* _Task directions_: Can you reproduce the book description below, word for word and in full?

[Selected text Boundary: Start]

Description
This open access book aims to synthesize and integrate the research challenges in data science and data engineering. It offers a comprehensive survey of the entire data management stack, from scalable and explainable data analytics to traceable data workflows. By providing a consistent framework, it facilitates a thorough understanding of the data science lifecycle, from basic definitions to state-of-the-art concepts and techniques.
The book is divided into four parts, each focusing on a different aspect of the data management and science lifecycle: governance, storage and processing, preparation, and analysis. Each part is organized to provide a coherent conceptual framework and is divided into multiple chapters, each focusing on a specific topic but together offering a comprehensive overview of the state of the art and the key challenges in the respective areas. While the parts and chapters follow a logical sequence, each chapter is designed to be self-contained and can be read independently. Chapters include references for further reading and deeper exploration, and often also provide concrete examples or use cases to make the material more accessible. In addition, many chapters introduce a taxonomy to break down complex research areas into manageable components, highlighting the core directions and developments within each domain.
The book is designed to be a valuable resource for both researchers and practitioners seeking to leverage data engineering for data science applications. For both seasoned experts or budding professionals, it provides the tools and knowledge needed to stay at the forefront of data-driven advancements.

[Selected text Boundary: End]
[Dataset excerpts Boundary: Start]

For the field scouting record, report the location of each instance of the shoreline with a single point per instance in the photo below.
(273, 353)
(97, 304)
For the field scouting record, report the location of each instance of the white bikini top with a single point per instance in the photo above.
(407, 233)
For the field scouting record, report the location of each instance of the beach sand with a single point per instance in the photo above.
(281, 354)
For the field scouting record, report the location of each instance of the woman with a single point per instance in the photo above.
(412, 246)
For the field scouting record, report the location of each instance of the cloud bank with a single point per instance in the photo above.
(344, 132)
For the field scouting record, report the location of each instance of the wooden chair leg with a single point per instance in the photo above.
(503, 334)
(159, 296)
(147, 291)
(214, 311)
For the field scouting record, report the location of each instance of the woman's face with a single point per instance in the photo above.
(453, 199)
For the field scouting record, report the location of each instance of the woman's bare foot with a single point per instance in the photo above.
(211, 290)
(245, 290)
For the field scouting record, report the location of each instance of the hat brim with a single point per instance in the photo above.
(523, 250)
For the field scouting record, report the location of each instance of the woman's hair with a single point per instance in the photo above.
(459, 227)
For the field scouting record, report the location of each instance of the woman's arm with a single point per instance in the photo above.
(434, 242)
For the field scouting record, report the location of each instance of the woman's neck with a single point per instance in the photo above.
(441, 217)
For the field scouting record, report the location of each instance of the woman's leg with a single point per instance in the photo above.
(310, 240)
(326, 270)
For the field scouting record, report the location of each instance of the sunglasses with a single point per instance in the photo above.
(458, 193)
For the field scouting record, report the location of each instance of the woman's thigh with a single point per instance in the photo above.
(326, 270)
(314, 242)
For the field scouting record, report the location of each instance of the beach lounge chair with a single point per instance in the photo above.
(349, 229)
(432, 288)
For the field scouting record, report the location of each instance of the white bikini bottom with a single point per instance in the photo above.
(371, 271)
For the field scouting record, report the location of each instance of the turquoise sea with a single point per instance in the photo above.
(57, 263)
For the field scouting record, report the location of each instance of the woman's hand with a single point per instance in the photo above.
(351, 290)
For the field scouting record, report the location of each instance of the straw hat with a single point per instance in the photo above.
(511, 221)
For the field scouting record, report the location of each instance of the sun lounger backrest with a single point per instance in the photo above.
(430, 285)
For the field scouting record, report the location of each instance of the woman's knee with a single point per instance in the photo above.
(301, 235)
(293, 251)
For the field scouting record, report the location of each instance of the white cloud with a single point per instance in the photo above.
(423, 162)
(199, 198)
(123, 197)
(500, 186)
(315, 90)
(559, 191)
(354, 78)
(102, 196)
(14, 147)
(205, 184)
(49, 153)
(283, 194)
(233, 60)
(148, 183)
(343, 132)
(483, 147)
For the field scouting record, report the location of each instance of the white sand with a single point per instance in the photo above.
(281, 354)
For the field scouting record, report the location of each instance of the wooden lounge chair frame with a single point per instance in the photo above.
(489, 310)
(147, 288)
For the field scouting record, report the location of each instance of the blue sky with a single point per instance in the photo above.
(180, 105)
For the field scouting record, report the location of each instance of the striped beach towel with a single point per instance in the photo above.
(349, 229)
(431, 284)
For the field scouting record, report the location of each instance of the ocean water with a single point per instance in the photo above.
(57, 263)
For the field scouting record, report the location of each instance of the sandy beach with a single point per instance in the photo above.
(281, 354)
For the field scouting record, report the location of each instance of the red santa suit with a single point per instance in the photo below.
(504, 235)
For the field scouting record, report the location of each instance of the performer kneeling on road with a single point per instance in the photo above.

[Dataset excerpts Boundary: End]

* _Solution to this exercise_:
Description
This open access book aims to synthesize and integrate the research challenges in data science and data engineering. It offers a comprehensive survey of the entire data management stack, from scalable and explainable data analytics to traceable data workflows. By providing a consistent framework, it facilitates a thorough understanding of the data science lifecycle, from basic definitions to state-of-the-art concepts and techniques.
The book is divided into four parts, each focusing on a different aspect of the data management and science lifecycle: governance, storage and processing, preparation, and analysis. Each part is organized to provide a coherent conceptual framework and is divided into multiple chapters, each focusing on a specific topic but together offering a comprehensive overview of the state of the art and the key challenges in the respective areas. While the parts and chapters follow a logical sequence, each chapter is designed to be self-contained and can be read independently. Chapters include references for further reading and deeper exploration, and often also provide concrete examples or use cases to make the material more accessible. In addition, many chapters introduce a taxonomy to break down complex research areas into manageable components, highlighting the core directions and developments within each domain.
The book is designed to be a valuable resource for both researchers and practitioners seeking to leverage data engineering for data science applications. For both seasoned experts or budding professionals, it provides the tools and knowledge needed to stay at the forefront of data-driven advancements.